Document text:
Math Insight

Subtleties of differentiability in higher dimensions

The definition of differentiability

The definition of differentiability in higher dimensions looks fairly intimidating at first glance. For this reason, we suggest beginning by reading the page about the intuition behind this definition. We repeat the definition from the end of that page.

Definition: The function $\vc{f}: \R^n \to \R^m$ is differentiable at the point $\vc{a}$ if there exists a linear transformation $\vc{T}: \R^n \to \R^m$ that satisfies the condition $$\lim_{\vc{x} \to \vc{a}} \frac{\| \vc{f}(\vc{x})-\vc{f}(\vc{a}) - \vc{T}(\vc{x}-\vc{a})\|}{\|\vc{x}-\vc{a}\|} = 0.$$

The $m \times n$ matrix associated with the linear transformation $\vc{T}$ is the matrix of partial derivatives, which we denote by $\jacm{f}(\vc{a})$. We can refer to $\jacm{f}(\vc{a})$ as the total derivative (or simply the derivative) of $\vc{f}$.

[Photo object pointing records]
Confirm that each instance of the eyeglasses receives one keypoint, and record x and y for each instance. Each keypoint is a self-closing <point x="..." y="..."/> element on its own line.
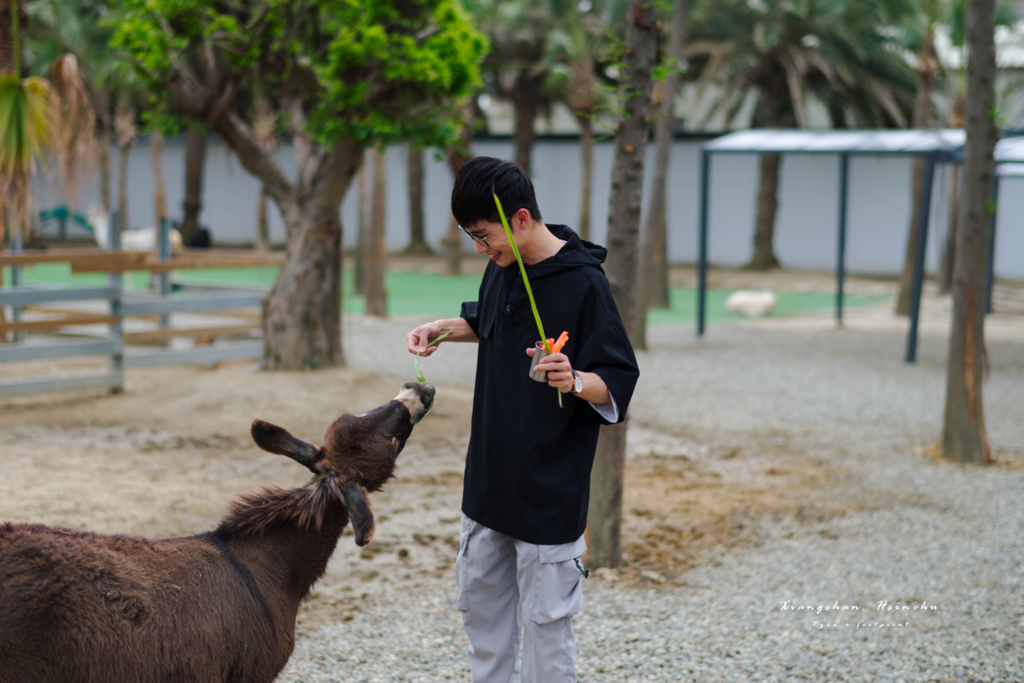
<point x="483" y="240"/>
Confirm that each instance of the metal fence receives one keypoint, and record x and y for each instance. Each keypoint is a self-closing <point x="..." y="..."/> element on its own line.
<point x="163" y="304"/>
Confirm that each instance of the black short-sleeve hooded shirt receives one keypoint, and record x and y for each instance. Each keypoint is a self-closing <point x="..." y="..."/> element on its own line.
<point x="528" y="465"/>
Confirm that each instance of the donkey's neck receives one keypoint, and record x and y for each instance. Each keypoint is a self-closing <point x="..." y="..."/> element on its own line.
<point x="287" y="537"/>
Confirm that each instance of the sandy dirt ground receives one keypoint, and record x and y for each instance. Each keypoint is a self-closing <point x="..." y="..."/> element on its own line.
<point x="166" y="457"/>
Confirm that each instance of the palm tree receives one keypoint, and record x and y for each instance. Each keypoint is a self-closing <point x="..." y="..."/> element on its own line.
<point x="518" y="31"/>
<point x="920" y="36"/>
<point x="59" y="30"/>
<point x="577" y="46"/>
<point x="37" y="114"/>
<point x="783" y="52"/>
<point x="652" y="290"/>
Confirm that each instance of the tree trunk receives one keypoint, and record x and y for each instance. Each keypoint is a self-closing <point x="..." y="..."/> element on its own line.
<point x="652" y="288"/>
<point x="104" y="158"/>
<point x="764" y="232"/>
<point x="657" y="212"/>
<point x="376" y="254"/>
<point x="587" y="151"/>
<point x="418" y="243"/>
<point x="302" y="312"/>
<point x="123" y="185"/>
<point x="525" y="102"/>
<point x="195" y="161"/>
<point x="624" y="238"/>
<point x="949" y="247"/>
<point x="159" y="194"/>
<point x="262" y="226"/>
<point x="927" y="72"/>
<point x="964" y="434"/>
<point x="459" y="155"/>
<point x="364" y="225"/>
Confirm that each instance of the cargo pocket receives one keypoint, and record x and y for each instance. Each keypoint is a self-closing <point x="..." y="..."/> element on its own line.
<point x="462" y="565"/>
<point x="559" y="583"/>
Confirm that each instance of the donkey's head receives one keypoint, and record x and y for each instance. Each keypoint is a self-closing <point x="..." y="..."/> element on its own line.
<point x="358" y="451"/>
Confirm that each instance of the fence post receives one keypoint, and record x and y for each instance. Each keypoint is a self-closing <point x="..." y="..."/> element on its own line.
<point x="165" y="275"/>
<point x="16" y="247"/>
<point x="117" y="364"/>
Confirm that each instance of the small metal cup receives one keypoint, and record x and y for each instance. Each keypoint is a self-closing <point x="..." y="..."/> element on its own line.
<point x="539" y="355"/>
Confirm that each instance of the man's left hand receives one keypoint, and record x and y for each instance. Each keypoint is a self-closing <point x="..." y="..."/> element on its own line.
<point x="558" y="369"/>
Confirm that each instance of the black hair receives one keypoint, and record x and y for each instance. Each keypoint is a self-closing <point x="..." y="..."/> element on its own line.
<point x="472" y="199"/>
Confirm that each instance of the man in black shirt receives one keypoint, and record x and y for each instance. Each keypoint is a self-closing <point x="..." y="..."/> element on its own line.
<point x="527" y="470"/>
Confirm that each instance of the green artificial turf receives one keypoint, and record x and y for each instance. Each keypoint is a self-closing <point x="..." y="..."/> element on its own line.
<point x="435" y="295"/>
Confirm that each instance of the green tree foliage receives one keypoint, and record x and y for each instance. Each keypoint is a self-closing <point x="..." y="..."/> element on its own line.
<point x="844" y="53"/>
<point x="345" y="75"/>
<point x="839" y="51"/>
<point x="381" y="72"/>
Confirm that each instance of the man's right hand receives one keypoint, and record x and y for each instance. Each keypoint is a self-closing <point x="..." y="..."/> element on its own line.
<point x="420" y="338"/>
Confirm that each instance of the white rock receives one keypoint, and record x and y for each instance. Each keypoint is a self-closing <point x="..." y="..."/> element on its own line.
<point x="751" y="303"/>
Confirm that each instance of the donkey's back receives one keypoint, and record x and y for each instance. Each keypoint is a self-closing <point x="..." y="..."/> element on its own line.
<point x="80" y="606"/>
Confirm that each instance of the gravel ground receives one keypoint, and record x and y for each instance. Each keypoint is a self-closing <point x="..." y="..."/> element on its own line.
<point x="800" y="601"/>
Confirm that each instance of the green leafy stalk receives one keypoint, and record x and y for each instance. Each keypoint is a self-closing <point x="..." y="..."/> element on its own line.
<point x="525" y="282"/>
<point x="416" y="364"/>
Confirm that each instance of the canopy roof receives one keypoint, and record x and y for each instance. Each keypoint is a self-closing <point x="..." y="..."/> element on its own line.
<point x="941" y="140"/>
<point x="1010" y="170"/>
<point x="839" y="141"/>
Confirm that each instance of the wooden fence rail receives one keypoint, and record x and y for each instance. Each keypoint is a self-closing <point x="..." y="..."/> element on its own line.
<point x="158" y="307"/>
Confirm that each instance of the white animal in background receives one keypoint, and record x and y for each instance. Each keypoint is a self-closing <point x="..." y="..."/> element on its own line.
<point x="140" y="239"/>
<point x="751" y="303"/>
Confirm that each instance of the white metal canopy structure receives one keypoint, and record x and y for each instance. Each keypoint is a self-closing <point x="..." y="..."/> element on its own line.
<point x="936" y="145"/>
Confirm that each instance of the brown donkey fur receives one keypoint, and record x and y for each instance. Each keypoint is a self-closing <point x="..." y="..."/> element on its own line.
<point x="218" y="607"/>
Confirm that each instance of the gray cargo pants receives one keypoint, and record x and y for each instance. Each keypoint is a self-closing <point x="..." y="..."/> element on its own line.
<point x="507" y="587"/>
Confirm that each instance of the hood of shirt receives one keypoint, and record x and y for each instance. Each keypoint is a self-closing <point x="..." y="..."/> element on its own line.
<point x="576" y="254"/>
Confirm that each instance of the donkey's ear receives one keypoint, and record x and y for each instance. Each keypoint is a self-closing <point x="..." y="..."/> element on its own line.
<point x="358" y="512"/>
<point x="275" y="439"/>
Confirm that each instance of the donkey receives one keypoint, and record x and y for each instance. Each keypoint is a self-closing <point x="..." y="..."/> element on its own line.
<point x="218" y="607"/>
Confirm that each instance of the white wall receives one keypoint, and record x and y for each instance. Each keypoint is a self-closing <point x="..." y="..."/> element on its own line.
<point x="806" y="228"/>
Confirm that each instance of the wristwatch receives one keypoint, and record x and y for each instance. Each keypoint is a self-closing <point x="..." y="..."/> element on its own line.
<point x="577" y="383"/>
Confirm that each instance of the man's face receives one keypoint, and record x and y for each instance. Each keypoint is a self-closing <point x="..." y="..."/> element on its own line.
<point x="489" y="239"/>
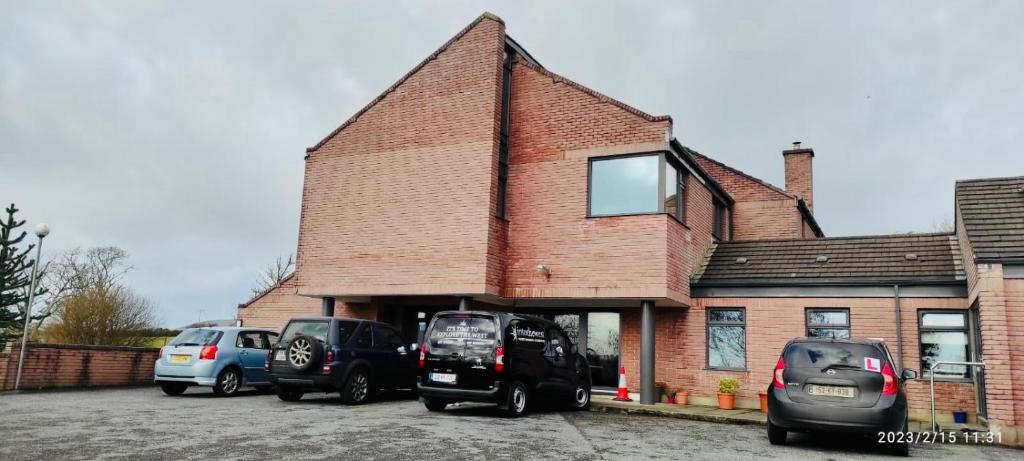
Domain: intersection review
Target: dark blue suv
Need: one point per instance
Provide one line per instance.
(353, 357)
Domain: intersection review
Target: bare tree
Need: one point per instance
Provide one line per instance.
(101, 316)
(273, 273)
(76, 271)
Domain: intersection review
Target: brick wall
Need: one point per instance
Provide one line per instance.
(681, 336)
(55, 366)
(400, 200)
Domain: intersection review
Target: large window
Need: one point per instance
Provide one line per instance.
(636, 184)
(943, 337)
(727, 338)
(830, 323)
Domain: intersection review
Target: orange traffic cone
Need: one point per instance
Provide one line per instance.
(624, 391)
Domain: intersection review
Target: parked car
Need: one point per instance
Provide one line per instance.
(500, 358)
(842, 385)
(354, 358)
(223, 358)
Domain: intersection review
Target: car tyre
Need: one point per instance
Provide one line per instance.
(517, 401)
(228, 382)
(581, 399)
(303, 352)
(434, 405)
(357, 387)
(173, 388)
(776, 434)
(289, 393)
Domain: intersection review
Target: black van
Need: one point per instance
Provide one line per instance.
(352, 357)
(500, 358)
(842, 385)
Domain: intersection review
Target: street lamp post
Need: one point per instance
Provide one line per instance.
(41, 232)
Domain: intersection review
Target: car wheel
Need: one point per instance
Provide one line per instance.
(289, 393)
(435, 405)
(173, 388)
(518, 397)
(303, 352)
(581, 399)
(228, 382)
(356, 388)
(776, 434)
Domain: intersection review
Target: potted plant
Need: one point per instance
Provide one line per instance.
(727, 388)
(681, 396)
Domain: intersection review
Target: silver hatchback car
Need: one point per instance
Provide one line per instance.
(222, 358)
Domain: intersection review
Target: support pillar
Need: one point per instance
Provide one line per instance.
(647, 352)
(328, 307)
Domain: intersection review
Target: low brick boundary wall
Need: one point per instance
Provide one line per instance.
(60, 366)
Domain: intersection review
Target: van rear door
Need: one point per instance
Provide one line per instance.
(460, 350)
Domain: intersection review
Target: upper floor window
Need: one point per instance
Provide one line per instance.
(718, 220)
(834, 323)
(943, 337)
(636, 184)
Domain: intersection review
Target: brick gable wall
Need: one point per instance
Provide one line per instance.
(401, 200)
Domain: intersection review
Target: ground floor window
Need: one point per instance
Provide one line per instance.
(944, 337)
(828, 323)
(727, 338)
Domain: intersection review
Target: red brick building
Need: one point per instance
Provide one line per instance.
(481, 179)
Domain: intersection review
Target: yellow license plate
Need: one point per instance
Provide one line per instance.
(179, 359)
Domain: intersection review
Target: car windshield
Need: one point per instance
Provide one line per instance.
(463, 333)
(316, 329)
(197, 336)
(821, 354)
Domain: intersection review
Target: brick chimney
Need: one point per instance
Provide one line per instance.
(800, 173)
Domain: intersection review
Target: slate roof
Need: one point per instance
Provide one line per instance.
(871, 259)
(992, 211)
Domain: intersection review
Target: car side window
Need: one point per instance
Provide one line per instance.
(271, 339)
(387, 339)
(250, 340)
(365, 338)
(558, 344)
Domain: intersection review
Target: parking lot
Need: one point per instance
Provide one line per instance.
(142, 423)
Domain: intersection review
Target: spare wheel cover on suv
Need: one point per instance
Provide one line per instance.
(303, 352)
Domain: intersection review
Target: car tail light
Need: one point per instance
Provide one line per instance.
(777, 377)
(499, 360)
(208, 353)
(889, 385)
(328, 360)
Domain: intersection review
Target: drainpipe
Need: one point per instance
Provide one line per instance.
(327, 306)
(647, 352)
(899, 330)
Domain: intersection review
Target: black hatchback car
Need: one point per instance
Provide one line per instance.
(355, 358)
(500, 358)
(842, 385)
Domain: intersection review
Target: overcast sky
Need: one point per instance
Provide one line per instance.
(176, 130)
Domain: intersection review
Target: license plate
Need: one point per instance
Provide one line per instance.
(840, 391)
(446, 378)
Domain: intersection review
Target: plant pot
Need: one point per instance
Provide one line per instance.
(726, 401)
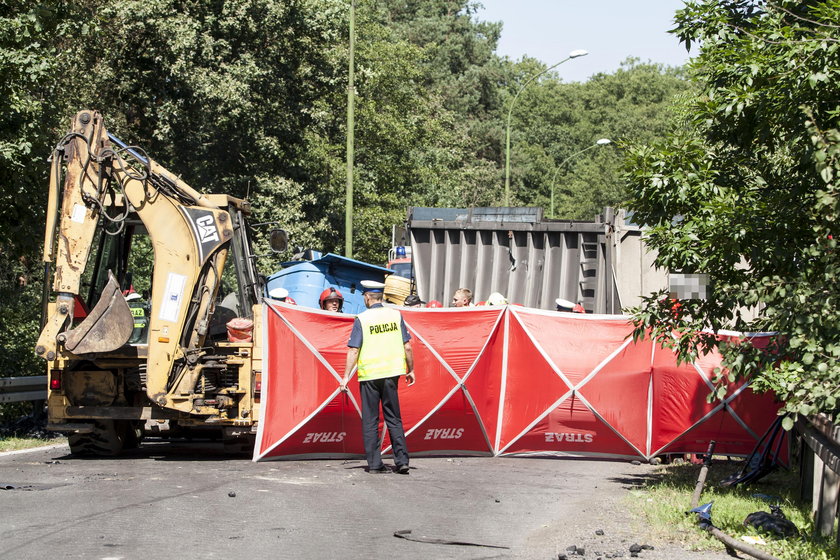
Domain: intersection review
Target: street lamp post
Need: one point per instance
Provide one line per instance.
(601, 142)
(574, 54)
(348, 202)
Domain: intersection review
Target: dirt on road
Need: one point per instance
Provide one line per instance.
(168, 500)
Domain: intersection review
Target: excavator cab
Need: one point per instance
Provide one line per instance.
(119, 224)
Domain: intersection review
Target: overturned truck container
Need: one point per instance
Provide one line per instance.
(602, 264)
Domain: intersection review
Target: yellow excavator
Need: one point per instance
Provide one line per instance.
(119, 224)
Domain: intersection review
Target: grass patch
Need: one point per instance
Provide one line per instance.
(664, 498)
(16, 443)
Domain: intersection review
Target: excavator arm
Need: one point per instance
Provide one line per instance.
(104, 182)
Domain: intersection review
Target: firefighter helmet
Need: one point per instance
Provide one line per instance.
(331, 293)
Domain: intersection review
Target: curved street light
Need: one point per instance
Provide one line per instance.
(601, 142)
(574, 54)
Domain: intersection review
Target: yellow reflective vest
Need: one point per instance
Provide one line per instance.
(382, 353)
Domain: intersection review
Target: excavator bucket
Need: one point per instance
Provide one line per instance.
(107, 327)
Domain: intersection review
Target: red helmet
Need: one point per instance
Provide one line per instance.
(331, 293)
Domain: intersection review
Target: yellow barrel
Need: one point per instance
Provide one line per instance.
(396, 289)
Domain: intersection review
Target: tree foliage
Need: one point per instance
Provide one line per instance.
(248, 97)
(556, 123)
(745, 189)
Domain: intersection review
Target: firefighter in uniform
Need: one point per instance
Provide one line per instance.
(379, 347)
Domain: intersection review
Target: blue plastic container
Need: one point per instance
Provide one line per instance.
(305, 280)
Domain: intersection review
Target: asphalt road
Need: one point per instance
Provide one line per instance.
(169, 500)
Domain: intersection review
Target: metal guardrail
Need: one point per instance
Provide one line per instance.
(820, 470)
(21, 389)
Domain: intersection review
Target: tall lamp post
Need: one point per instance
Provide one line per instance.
(348, 203)
(573, 54)
(601, 142)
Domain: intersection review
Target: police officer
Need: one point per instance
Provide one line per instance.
(379, 347)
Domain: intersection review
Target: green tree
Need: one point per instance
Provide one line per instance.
(554, 120)
(745, 190)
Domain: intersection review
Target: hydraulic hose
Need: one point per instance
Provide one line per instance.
(706, 523)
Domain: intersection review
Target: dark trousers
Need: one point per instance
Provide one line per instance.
(384, 391)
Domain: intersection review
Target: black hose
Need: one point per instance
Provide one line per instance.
(701, 480)
(706, 523)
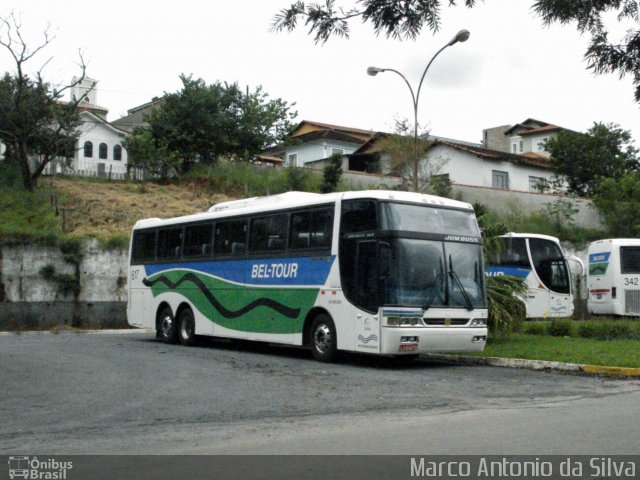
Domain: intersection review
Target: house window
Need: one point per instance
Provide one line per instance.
(500, 180)
(536, 184)
(88, 149)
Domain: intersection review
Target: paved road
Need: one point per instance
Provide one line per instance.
(127, 393)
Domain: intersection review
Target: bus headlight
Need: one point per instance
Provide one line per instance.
(478, 322)
(404, 321)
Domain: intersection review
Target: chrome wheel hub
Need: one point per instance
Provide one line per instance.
(322, 338)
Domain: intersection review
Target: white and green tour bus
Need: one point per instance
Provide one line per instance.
(538, 260)
(613, 278)
(381, 272)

Tasks to perform:
**a.** In one to three sentences, explain why the page on differentiability in higher dimensions recommends first reading the page about the intuition behind the definition.
**b.** Filter the rows, copying each line that contains the string "excavator". Letter case matters.
The page on differentiability in higher dimensions and the rows come from separate, unrelated sources.

Per-task answers:
**a.** The definition of differentiability in higher dimensions looks fairly intimidating at first glance. For that reason, the page suggests starting with the page about the intuition behind the definition.

**b.**
Target: excavator cab
Target: yellow excavator
Target: excavator arm
Target: excavator bucket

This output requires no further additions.